→ INSTRUCTIONS TO FOLLOW
Please copy the items word for word, beginning at the line that contains "Shelf-audit tagging: put a marker on the arched" and stopping after the last line of the items. Leave out the pictures.

##############################

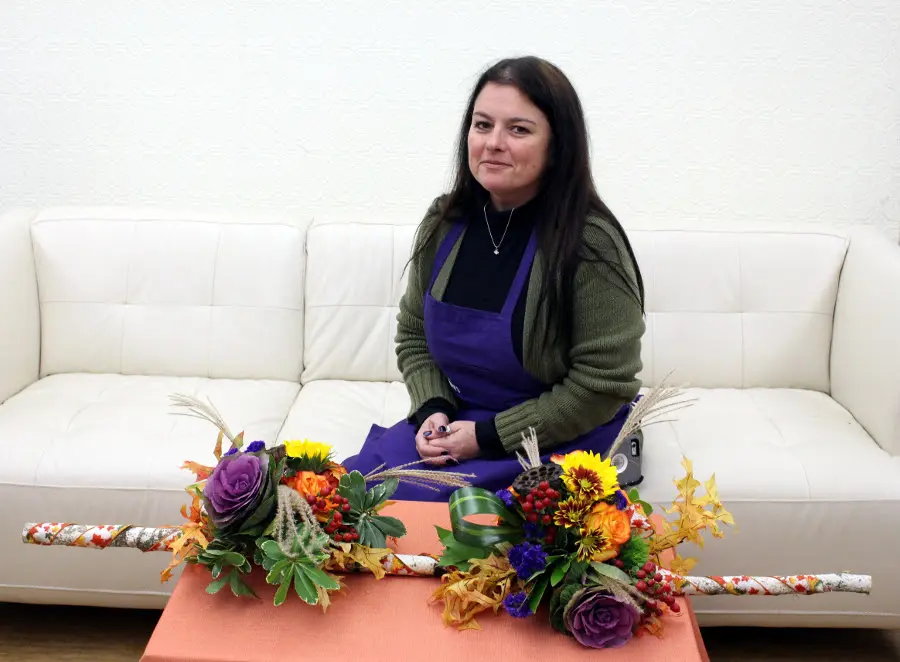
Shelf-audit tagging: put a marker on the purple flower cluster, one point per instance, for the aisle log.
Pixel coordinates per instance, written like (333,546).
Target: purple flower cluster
(533,531)
(516,605)
(527,558)
(254,447)
(507,498)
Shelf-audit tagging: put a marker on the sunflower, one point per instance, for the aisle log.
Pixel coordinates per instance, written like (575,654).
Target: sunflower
(571,514)
(308,455)
(588,476)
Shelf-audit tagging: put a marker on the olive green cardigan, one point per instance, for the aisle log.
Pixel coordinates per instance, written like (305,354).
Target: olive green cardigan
(588,379)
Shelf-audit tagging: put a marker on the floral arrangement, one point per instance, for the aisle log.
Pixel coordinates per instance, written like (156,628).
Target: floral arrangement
(291,510)
(567,537)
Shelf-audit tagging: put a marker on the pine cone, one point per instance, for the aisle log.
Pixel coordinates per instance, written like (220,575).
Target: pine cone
(529,480)
(278,453)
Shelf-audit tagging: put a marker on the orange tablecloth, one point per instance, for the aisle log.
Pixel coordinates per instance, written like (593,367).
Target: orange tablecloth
(387,620)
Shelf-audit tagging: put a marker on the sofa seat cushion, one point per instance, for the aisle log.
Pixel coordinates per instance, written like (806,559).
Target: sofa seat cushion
(810,492)
(805,482)
(341,413)
(770,444)
(106,449)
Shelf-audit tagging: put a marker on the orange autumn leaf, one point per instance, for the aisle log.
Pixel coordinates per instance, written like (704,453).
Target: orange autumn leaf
(200,470)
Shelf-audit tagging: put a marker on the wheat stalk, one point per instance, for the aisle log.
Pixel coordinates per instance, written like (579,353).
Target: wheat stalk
(532,451)
(655,403)
(206,411)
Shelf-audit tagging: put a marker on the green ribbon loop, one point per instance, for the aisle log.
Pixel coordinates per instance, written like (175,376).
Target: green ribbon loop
(478,501)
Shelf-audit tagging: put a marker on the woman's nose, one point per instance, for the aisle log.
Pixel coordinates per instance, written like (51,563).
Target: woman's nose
(496,140)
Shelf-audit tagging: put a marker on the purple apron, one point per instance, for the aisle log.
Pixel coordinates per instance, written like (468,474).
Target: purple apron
(474,350)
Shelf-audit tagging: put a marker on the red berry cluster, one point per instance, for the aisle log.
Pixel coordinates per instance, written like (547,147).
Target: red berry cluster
(539,506)
(324,503)
(656,586)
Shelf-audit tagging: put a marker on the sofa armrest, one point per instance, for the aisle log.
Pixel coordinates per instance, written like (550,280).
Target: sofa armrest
(865,350)
(20,316)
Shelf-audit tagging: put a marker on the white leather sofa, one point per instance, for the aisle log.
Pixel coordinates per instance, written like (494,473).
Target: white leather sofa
(788,337)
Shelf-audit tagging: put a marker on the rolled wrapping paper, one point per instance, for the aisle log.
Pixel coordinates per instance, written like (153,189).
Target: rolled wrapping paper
(157,539)
(790,585)
(101,536)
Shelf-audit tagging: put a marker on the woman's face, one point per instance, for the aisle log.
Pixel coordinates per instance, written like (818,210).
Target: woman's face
(509,142)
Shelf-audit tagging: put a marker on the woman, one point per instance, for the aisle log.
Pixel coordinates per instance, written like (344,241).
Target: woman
(524,303)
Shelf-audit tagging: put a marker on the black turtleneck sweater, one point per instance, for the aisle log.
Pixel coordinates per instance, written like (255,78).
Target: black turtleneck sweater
(482,280)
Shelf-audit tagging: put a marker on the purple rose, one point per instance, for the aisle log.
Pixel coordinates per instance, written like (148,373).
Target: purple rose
(235,488)
(597,619)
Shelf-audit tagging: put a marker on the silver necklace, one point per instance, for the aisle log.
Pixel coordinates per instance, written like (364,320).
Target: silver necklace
(497,244)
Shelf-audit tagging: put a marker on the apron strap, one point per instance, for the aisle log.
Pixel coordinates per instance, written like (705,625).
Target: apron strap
(515,290)
(444,251)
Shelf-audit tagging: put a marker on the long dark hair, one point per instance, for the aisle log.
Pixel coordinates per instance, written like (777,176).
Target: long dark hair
(567,195)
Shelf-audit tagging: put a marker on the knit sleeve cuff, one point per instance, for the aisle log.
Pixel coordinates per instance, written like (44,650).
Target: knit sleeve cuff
(513,423)
(428,385)
(431,407)
(489,439)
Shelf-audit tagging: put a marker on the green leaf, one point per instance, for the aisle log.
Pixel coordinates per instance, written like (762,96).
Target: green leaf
(576,571)
(389,526)
(239,588)
(281,593)
(610,571)
(559,571)
(390,486)
(276,574)
(304,586)
(352,486)
(216,586)
(537,593)
(477,501)
(369,535)
(233,558)
(272,550)
(321,578)
(262,514)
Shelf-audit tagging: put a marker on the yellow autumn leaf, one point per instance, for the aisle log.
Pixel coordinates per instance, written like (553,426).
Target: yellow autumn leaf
(217,451)
(694,514)
(368,557)
(466,594)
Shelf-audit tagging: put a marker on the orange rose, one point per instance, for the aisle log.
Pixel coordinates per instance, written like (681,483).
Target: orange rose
(614,523)
(309,484)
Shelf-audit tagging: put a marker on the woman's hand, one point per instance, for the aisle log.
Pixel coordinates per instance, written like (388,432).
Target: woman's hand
(433,428)
(461,443)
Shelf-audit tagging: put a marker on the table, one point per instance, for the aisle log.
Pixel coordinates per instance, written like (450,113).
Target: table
(389,620)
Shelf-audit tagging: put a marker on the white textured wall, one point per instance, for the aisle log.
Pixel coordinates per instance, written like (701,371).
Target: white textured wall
(699,110)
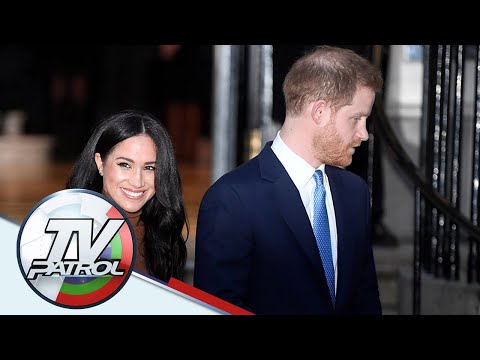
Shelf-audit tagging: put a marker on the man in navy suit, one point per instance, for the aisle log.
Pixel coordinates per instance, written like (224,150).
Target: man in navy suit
(255,243)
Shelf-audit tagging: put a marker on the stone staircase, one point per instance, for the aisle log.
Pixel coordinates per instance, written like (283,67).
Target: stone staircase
(438,296)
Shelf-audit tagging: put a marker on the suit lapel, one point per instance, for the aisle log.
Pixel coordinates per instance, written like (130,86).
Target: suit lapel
(290,206)
(344,251)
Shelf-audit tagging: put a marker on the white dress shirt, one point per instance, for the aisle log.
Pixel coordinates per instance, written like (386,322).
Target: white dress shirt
(301,173)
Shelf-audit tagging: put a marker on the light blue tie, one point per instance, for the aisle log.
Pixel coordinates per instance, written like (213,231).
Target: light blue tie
(321,229)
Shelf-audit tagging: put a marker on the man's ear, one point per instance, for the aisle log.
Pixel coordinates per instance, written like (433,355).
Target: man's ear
(321,112)
(99,162)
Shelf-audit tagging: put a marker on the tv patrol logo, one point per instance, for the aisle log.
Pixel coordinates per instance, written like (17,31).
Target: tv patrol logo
(76,248)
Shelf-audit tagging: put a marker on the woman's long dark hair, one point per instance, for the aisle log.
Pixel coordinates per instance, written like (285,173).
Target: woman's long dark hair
(164,214)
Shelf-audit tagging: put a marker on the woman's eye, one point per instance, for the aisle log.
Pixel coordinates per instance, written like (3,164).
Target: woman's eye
(124,165)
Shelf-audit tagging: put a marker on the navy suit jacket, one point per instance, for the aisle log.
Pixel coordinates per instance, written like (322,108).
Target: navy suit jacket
(255,246)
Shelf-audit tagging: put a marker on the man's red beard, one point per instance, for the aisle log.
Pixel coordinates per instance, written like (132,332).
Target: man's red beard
(329,147)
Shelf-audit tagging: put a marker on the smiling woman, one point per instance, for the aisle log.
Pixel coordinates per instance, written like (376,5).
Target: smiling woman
(130,159)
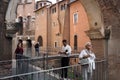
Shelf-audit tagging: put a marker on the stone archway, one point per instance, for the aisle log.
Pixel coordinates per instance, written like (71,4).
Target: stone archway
(102,13)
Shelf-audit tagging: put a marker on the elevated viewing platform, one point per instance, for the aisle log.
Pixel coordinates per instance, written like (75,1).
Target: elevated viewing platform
(47,67)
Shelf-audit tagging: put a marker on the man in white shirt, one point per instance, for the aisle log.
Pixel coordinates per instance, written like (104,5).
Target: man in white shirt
(87,69)
(66,50)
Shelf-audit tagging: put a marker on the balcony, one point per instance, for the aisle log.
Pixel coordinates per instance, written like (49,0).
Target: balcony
(47,67)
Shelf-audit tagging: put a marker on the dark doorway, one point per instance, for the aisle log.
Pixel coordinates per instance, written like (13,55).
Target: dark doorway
(40,40)
(75,42)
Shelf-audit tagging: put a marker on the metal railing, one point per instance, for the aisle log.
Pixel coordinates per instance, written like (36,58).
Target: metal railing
(46,68)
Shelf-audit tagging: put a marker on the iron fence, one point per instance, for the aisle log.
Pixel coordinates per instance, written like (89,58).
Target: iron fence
(47,68)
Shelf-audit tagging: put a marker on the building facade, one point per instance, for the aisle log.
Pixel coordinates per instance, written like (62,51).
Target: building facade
(62,20)
(50,22)
(26,24)
(78,25)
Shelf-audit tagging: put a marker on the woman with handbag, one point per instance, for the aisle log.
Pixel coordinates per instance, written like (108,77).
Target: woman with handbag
(87,61)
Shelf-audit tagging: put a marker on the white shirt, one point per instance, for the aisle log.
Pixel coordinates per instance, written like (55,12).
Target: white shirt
(91,58)
(67,49)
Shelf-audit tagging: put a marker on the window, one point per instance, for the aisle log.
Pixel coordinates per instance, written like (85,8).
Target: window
(54,24)
(42,12)
(54,10)
(56,44)
(63,7)
(75,42)
(75,18)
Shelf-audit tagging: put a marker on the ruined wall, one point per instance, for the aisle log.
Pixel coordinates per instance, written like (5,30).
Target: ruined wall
(5,43)
(111,16)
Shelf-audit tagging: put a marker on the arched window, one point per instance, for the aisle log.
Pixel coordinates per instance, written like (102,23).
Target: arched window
(40,40)
(75,42)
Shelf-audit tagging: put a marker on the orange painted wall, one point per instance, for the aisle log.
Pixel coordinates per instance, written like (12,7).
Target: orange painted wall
(80,27)
(41,25)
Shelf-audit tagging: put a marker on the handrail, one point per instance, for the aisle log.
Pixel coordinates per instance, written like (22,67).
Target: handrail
(36,72)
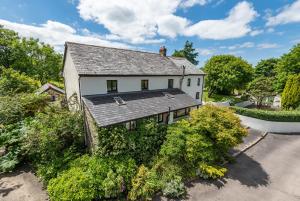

##############################

→ COMPLETE OUTPUT
Shelf-audit tagging: put a marker on the arched window, one point per instance, for the aisle log.
Pixel coordinates per instance, written like (102,23).
Target: arched window
(40,40)
(75,42)
Shelf-audit tagging: put a marker on the orange painted wall, one point per instance, for the aisle log.
Pixel coordinates per instance, written like (12,7).
Target: orange painted wall
(80,27)
(41,25)
Shelf-audit tagging: put a marker on the handrail, one point per instance, for the aisle log.
Pixel coordinates per instance, written like (22,67).
Target: handrail
(36,72)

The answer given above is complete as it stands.